_INPUT DATA_:
━━━━━━━━━━
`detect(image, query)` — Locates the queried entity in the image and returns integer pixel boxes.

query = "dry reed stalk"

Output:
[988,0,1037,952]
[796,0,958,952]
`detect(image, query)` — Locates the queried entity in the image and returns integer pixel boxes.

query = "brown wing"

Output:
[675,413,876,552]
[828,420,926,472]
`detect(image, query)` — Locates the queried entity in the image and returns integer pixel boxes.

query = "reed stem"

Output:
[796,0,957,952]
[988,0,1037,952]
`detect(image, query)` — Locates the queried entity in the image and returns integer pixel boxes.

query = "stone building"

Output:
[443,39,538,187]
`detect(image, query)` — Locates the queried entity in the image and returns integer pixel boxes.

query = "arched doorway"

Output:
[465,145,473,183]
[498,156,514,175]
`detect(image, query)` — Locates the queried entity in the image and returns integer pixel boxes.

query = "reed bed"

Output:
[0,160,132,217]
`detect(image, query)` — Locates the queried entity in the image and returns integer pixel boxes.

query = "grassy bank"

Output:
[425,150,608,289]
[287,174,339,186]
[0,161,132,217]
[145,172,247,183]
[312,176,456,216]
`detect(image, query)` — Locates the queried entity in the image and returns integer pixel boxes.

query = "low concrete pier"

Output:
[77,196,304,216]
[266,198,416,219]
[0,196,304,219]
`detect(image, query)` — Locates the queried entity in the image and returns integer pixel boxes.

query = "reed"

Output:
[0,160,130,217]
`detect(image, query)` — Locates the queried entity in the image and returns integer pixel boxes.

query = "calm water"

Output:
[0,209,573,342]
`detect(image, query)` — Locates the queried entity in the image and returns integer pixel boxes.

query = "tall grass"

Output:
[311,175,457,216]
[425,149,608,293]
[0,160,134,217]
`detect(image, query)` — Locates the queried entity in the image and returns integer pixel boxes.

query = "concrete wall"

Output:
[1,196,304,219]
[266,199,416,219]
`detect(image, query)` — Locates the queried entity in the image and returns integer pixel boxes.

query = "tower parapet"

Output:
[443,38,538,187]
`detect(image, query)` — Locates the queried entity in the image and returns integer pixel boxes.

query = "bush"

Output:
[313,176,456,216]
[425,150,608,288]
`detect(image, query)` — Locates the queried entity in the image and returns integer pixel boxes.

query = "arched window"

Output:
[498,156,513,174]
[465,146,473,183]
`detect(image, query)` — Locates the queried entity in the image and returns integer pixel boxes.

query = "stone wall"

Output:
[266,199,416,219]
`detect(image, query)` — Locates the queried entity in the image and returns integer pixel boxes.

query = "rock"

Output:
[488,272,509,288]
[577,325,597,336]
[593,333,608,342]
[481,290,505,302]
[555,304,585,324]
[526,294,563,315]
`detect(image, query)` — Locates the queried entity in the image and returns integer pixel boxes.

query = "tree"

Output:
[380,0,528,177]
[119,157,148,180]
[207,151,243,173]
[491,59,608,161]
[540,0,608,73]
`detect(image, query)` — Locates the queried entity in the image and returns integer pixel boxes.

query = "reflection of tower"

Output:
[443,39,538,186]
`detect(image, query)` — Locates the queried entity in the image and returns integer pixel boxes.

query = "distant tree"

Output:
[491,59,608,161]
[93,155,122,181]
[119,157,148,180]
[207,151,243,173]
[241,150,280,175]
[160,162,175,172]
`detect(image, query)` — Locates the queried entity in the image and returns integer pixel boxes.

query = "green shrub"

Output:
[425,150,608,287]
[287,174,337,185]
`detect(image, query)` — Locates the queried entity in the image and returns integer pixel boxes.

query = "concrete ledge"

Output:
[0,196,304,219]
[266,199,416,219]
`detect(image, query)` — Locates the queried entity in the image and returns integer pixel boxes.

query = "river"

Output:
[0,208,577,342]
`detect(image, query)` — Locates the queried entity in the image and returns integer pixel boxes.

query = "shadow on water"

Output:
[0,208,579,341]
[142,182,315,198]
━━━━━━━━━━
_YOUR GOAL_: Which lines in the records above contain the string "wall"? Copy out each such line in full.

_EXERCISE SOLUTION_:
query = "concrete wall"
query = "stone wall"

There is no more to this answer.